_EXERCISE_
Print the following entries without any change.

_SUPPLIED MATERIAL_
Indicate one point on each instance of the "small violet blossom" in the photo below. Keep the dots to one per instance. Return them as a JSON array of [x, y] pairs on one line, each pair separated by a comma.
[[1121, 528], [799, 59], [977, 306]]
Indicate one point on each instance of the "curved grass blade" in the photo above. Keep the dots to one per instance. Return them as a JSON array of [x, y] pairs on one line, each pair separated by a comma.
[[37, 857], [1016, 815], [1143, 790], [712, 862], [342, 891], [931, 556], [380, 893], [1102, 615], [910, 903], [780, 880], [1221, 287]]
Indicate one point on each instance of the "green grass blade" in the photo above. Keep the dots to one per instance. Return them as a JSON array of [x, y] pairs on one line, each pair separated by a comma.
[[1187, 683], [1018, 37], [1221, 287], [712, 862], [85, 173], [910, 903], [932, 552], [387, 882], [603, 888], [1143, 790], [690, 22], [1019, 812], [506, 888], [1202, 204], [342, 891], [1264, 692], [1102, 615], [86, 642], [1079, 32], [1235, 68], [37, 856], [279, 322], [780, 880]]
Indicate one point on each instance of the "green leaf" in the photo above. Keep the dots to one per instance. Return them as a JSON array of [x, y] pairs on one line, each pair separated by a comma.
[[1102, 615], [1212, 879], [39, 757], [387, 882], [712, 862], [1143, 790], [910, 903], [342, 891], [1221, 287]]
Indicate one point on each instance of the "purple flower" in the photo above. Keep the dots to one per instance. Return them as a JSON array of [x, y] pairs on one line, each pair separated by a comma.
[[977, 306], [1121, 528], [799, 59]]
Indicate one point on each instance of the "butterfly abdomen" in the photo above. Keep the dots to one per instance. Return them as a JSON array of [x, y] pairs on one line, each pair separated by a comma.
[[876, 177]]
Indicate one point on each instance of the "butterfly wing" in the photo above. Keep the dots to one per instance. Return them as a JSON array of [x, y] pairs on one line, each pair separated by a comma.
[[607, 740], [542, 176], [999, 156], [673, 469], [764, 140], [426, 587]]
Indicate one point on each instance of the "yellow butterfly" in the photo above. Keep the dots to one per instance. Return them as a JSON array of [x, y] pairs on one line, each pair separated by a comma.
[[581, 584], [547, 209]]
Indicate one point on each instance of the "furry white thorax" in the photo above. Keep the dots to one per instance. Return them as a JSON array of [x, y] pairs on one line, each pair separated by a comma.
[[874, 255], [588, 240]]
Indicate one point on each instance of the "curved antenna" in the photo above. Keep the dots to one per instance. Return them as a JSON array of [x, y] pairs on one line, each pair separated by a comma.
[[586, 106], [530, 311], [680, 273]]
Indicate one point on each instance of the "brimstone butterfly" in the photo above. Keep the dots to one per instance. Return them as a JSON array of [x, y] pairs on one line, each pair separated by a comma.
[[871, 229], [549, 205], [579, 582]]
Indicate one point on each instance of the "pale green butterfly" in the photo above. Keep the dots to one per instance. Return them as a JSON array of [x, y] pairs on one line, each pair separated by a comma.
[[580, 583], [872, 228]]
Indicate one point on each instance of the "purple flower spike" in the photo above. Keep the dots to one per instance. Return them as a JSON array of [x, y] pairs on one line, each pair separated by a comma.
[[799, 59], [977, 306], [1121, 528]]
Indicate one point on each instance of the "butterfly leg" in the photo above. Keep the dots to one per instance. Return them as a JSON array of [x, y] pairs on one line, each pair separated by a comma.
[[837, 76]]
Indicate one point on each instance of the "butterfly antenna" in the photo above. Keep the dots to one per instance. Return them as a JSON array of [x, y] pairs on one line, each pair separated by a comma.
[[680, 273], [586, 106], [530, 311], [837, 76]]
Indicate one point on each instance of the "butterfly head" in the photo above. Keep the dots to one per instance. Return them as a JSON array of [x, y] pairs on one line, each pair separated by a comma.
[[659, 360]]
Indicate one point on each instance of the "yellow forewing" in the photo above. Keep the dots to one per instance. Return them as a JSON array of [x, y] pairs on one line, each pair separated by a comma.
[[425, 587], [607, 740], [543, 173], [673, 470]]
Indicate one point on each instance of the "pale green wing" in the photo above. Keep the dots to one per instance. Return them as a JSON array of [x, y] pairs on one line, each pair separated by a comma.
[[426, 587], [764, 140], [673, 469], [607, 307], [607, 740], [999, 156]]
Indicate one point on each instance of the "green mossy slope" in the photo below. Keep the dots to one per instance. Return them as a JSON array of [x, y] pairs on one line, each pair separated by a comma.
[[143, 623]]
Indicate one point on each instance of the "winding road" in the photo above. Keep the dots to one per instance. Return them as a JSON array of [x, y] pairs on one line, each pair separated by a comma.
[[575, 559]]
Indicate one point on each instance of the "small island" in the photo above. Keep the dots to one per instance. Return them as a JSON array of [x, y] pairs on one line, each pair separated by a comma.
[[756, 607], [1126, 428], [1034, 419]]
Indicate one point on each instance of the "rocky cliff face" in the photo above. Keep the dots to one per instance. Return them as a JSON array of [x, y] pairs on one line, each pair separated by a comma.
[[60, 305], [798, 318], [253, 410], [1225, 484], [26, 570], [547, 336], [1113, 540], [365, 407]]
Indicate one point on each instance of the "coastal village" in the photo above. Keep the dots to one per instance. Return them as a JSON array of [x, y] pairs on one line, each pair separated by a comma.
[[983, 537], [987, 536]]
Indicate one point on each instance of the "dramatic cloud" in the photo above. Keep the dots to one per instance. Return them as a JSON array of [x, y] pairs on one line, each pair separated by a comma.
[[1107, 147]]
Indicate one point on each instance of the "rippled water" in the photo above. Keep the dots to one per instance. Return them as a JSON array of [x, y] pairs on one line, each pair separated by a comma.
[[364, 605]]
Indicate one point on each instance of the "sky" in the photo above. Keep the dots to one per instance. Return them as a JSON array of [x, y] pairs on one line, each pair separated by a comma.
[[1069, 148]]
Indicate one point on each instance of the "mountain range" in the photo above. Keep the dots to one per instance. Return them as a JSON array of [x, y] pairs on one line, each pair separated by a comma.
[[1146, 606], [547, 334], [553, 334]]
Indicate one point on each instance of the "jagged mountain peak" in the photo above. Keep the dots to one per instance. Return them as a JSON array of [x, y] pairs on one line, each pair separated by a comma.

_TASK OUTPUT_
Indicate one point on each instance of the "small violet blossom" in the photo below. Keep the dots to one per instance. Return them as a JSON array of [x, y] pairs on one line, each pair separated by a comma.
[[1121, 528], [799, 59], [977, 306]]
Indicate one point on each instance of the "curved grass blade" in the photo above. Keep the dots to one per instance. Return them as a JSON array of [x, y] pairs on one line, each pair separated by a comma.
[[37, 857], [1016, 815], [1143, 790], [712, 862], [342, 891], [931, 556], [380, 893], [1102, 615], [910, 903], [780, 880], [1221, 287]]
Indicate one point on each instance of the "green grass blade" in the photo above. Keep the dots to one per instance. Return them as a JSON array of [x, y] pairs on one line, each pair separated by a comma.
[[1187, 683], [1018, 37], [1221, 287], [712, 862], [85, 173], [910, 903], [932, 552], [387, 882], [603, 888], [1143, 790], [690, 22], [1019, 812], [506, 888], [1202, 204], [342, 891], [1264, 692], [1102, 615], [86, 642], [1079, 32], [1235, 68], [37, 856], [279, 322], [780, 880]]
Indicate one point on each instance of the "green leaf" in the photo above. Keep the dots to one per instance. Return them as a JSON array of [x, y] pairs on one line, each pair separated by a comma.
[[1102, 615], [1212, 879], [39, 757], [387, 882], [712, 862], [1143, 790], [910, 903], [342, 891], [1221, 287]]
Indicate one point on each instance of the "purple flower" in the photo above. Keep the dots to one per instance. Return them as a JSON array of [x, y] pairs on one line, each pair separated by a comma.
[[977, 306], [1121, 528], [799, 59]]
Indicate one point on each instance of the "butterfly abdomen" in the photo above. Keep the dots to one per instance. Return them as a JSON array of [x, y] pairs on one line, each pair separated by a comma.
[[876, 177]]
Indicate one point on each instance of the "butterfly wing" in the photo above. Keep the dots to one per instance. Return them as a JSON array of [x, y] pairs on one line, each pair separated by a comma.
[[607, 740], [542, 176], [999, 156], [673, 469], [764, 140], [426, 587]]
Indicate one point on each instance of the "yellow butterfly" in the photo above. Keep the dots to one per instance. Return them as a JSON array of [x, y] pairs on one line, each pair separated by a comma.
[[581, 584], [547, 209]]
Indicate one point on each instance of the "furry white thorax" in the photo above. Keep the dots to one per instance. Return them as a JSON array of [x, y] pairs on one line, each pair separated by a comma.
[[874, 255], [588, 240]]
Indicate one point on each instance of the "curved antenna" in the photo above. Keep the dots to one per instance. Return them as a JSON array of [x, y] pairs on one line, each pair separated by a comma.
[[586, 106], [530, 311], [680, 273]]
Indicate one point on each instance of the "brimstone butterfly" in the photo above. Keep the dots to one per instance. Return them as a JSON array of [x, y] pairs on one line, each pair separated by a comma.
[[871, 229], [549, 205], [579, 582]]
Indicate one point on each instance of the "pale green butterfly" in the photo above. Keep the dots to one per instance. Return them as a JSON array of [x, y] pairs on one line, each pair separated by a comma.
[[580, 583], [872, 228]]
Indicate one point on each instance of the "purple flower spike" in the photo above. Keep the dots to one per instance. Return them as a JSON array of [x, y] pairs on one line, each pair separated by a comma.
[[799, 59], [977, 306], [1121, 528]]
Indicate one point on each instance of the "butterfly leg" in the photo above. Keep the dots to one per instance. Return them as a JSON array of [x, y] pairs on one line, each pair separated by a comma.
[[837, 76]]
Indicate one point on each instance of the "butterfly antenna" in the photo above. Keep the dots to one per instance. Return them as a JSON array of [x, y] pairs on one line, each pair separated by a comma.
[[680, 273], [586, 106], [530, 311], [837, 76]]
Indicate one point on each instance of the "butterfly head" in the photo above. Keep the dots to one per instance. Return them as a JSON array of [x, y] pairs on one line, each pair separated by a comma.
[[659, 360]]
Indicate one point on each instance of the "yellow forewing" in the photo above. Keep the dots to one per instance. Return them as a JSON array of [x, y] pairs on one line, each pair separated by a comma.
[[425, 587], [607, 740], [543, 173], [673, 470]]
Indicate one point on each instance of the "pale green wing" in the photo above. Keep the dots to one per instance. Return them as a JSON array of [x, y] pairs on one line, each pair separated by a comma.
[[426, 587], [764, 140], [673, 469], [607, 307], [607, 740], [999, 156]]
Indicate one point on each instance of the "green mossy slope" in the photo below. Keep the dots to one per instance. Return them as a JSON array of [x, y] pairs on one line, each pair separated by a comma.
[[143, 623]]
Indicate one point on each instance of the "winding road" in the photo above. Keep the dots to one per instance. Return them as a JSON array of [x, y] pairs on one line, each pair separated by a comma.
[[575, 559]]
Indicate one point on each instance of the "small island" in the photo above. Keep the dots to one per instance. Return them as a JSON array of [x, y] pairs on one line, each pair separated by a comma.
[[756, 607], [1126, 428], [1034, 419]]
Indicate one point on each instance of the "rocky cliff face" in the photo above. Keep the dots to one per instance. Return them as a JSON array of [x, y] pairs on one line, each pair separated by a comma.
[[60, 305], [798, 318], [253, 410], [1225, 484], [26, 570], [547, 336], [1113, 540], [365, 407]]
Indicate one point on each instance of the "coastal village" in the photo above. Keep the dots to one per instance. Return them as a JSON array of [x, y] pairs on one line, each pair separated by a comma.
[[983, 537], [987, 536]]
Indicate one point on each instance of the "dramatic cloud" in the photo above. Keep the dots to one per instance. Return them as a JSON array of [x, y] pairs on one line, each pair separated by a comma.
[[1107, 147]]
Indicate one point on each instance of the "rippled water" in the photo above. Keep the dots to one per instance. Return them as a JSON array of [x, y] pairs on one line, each pair separated by a comma.
[[364, 605]]
Indicate one point on each instance of the "sky" in the photo above. Keep the dots to one per instance. Return them as a JSON array of [x, y] pairs on one line, each pair separated by a comma.
[[1069, 148]]
Indicate one point on each instance of the "mountain range" in the photo above. Keep the dots to one per instance. Return them as a JSON array of [x, y] pairs on one line, each pair separated by a comma.
[[1146, 606], [547, 334], [553, 334]]
Indicate one point on each instance of the "jagged mountain peak" in the photo above. Keep the dots to one per instance. Return them as a JSON array of [x, y] pairs on one line, each pair separated by a comma.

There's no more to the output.